**SELECTED PASSAGE:**
Between lifestyle and genetics
October is the international month dedicated to breast cancer prevention. The WHO-supported initiative aims to raise awareness of breast cancer and promote access to timely diagnosis, screening and effective treatment.
Breast cancer in numbers
Breast cancer is the most common oncological disease in women worldwide. In Switzerland, about 6500 women are diagnosed with breast cancer every year. Although the prognosis is much better than it used to be, thanks to advances in diagnosis and treatment, breast cancer is still considered the most common cause of cancer mortality in women (about 18% of cases). These figures should not frighten us but only encourage us to think about the importance of prevention: a correct lifestyle and special precautions, as well as regular screenings, can help us prevent the disease and treat it with less burdensome therapy.
Risk factors for breast cancer: between lifestyle and genetics
Certain risk factors such as age – most breast cancers occur after the age of 50 – family history, high glandular density or a history of mammary tissue hyperplasia are considered non-modifiable risk factors. Our lifestyle has an impact on this individual and sometimes unpredictable substrate.

**EXCERPTED RECORDS:**

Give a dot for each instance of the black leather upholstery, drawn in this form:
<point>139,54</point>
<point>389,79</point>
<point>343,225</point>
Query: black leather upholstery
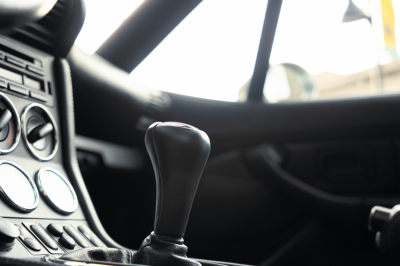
<point>155,251</point>
<point>101,254</point>
<point>179,153</point>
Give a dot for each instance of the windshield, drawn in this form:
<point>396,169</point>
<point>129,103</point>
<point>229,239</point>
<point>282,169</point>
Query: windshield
<point>102,19</point>
<point>210,54</point>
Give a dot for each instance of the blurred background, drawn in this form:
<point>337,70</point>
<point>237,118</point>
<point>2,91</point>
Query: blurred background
<point>322,49</point>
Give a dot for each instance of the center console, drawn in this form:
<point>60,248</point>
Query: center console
<point>37,198</point>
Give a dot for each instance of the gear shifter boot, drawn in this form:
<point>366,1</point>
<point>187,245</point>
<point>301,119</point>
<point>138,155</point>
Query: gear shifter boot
<point>101,254</point>
<point>156,251</point>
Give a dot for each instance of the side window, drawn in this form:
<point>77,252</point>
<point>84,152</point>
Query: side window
<point>334,49</point>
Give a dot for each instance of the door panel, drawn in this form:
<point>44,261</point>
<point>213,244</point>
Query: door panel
<point>339,158</point>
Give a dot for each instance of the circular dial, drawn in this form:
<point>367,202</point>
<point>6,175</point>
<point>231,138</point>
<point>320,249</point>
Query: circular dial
<point>56,190</point>
<point>10,125</point>
<point>17,188</point>
<point>39,131</point>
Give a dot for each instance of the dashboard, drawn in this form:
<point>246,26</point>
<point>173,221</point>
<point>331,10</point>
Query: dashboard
<point>36,194</point>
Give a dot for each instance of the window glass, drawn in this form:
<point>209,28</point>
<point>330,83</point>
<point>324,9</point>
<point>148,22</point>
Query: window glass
<point>103,17</point>
<point>334,49</point>
<point>210,54</point>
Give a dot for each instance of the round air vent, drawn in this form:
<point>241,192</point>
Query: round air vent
<point>56,190</point>
<point>39,131</point>
<point>10,125</point>
<point>17,188</point>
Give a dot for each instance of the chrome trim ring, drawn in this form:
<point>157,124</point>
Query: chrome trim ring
<point>25,134</point>
<point>46,196</point>
<point>4,195</point>
<point>15,116</point>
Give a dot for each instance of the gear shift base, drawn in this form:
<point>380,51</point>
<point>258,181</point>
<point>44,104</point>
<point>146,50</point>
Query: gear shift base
<point>157,251</point>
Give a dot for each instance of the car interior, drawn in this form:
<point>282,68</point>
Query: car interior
<point>201,132</point>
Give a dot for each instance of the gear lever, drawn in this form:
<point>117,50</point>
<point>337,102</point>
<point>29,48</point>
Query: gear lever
<point>179,153</point>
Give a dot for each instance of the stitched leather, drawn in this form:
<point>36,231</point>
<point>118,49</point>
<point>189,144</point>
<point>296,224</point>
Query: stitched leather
<point>101,254</point>
<point>157,252</point>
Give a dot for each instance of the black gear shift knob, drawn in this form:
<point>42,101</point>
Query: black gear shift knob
<point>179,153</point>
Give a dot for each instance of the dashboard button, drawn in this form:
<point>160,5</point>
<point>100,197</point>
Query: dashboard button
<point>34,70</point>
<point>38,96</point>
<point>31,243</point>
<point>14,61</point>
<point>55,229</point>
<point>77,236</point>
<point>5,73</point>
<point>67,241</point>
<point>85,230</point>
<point>18,89</point>
<point>91,236</point>
<point>3,84</point>
<point>46,239</point>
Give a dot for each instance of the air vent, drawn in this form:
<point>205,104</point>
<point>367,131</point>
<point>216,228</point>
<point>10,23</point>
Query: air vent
<point>55,32</point>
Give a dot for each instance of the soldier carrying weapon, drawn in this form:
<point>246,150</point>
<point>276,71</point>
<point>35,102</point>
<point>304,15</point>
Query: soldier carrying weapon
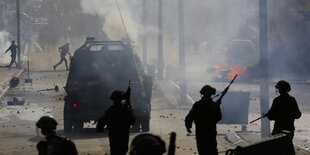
<point>206,113</point>
<point>118,118</point>
<point>64,50</point>
<point>12,48</point>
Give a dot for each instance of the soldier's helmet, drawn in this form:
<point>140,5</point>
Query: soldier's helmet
<point>47,123</point>
<point>207,90</point>
<point>147,144</point>
<point>283,85</point>
<point>117,95</point>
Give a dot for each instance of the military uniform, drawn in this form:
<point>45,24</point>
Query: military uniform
<point>54,144</point>
<point>64,50</point>
<point>118,118</point>
<point>13,48</point>
<point>284,111</point>
<point>205,113</point>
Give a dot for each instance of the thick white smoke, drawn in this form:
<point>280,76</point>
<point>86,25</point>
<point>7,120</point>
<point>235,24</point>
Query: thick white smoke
<point>4,44</point>
<point>113,27</point>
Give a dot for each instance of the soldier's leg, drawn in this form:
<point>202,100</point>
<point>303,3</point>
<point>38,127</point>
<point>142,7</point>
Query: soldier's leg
<point>12,61</point>
<point>201,143</point>
<point>61,60</point>
<point>115,145</point>
<point>124,143</point>
<point>66,63</point>
<point>211,146</point>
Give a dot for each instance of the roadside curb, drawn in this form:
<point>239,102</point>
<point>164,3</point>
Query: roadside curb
<point>6,87</point>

**ASSIGNMENT 1:**
Answer from the breast cancer text:
(a) Which month is dedicated to breast cancer prevention?
(b) About how many women in Switzerland are diagnosed with breast cancer each year?
(c) After what age do most breast cancers occur?
**ASSIGNMENT 2:** Please resume the breast cancer text with the sentence after its last one.
The entries have no role in this exercise.

**TASK OUTPUT 1:**
(a) October
(b) About 6500
(c) 50

**TASK OUTPUT 2:**
Limiting alcohol consumption and giving up cigarettes are important aspects of primary prevention that have also been demonstrated for breast cancer.
The role of diet also seems to be of central importance. Numerous studies have shown that some diets are protective, particularly against certain cancers, especially hormone-sensitive cancers, while others increase the risk.
A protective diet includes
- moderate portions, so that calorie intake is in line with actual needs,
- regular consumption of vegetables
- reduced consumption of fats and added sugars
- a wide range of carbohydrates, mainly from fibre-rich vegetables
- reduced consumption of meat.
These habits reduce the risk of obesity, diabetes and dyslipidaemia, as well as the so-called metabolic syndrome
Metabolic syndrome and breast cancer risk
Metabolic syndrome does not refer to a disease, but to a set of characteristics:
- Obesity, especially if it is localised in the abdominal area
- high blood pressure
- high blood levels of cholesterol, triglycerides
- disturbed glucose metabolism or insulin resistance
The metabolic syndrome leads to an increased risk of cardiovascular disease, diabetes mellitus and degenerative diseases, and may be an aetiological factor in the development, progression and mortality of certain cancers. In women, it mainly affects “hormone-sensitive” cancers such as endometrial carcinoma and breast carcinoma, especially after menopause
How do obesity and abdominal fat affect primary breast cancer risk and recurrence in previously treated women?
Visceral or abdominal fat, unlike subcutaneous fat, accumulates around the organs of the abdominal cavity. This fat is a true endocrine organ capable of producing hormones and is responsible for a chronic silent inflammatory state.
The increased production of insulin, increased growth factors such as IGF-1 and leptin modulate the hormone production of oestrogen and androgen. In addition, fat cells produce pro-inflammatory factors. It is known that chronic inflammation promotes cancer development.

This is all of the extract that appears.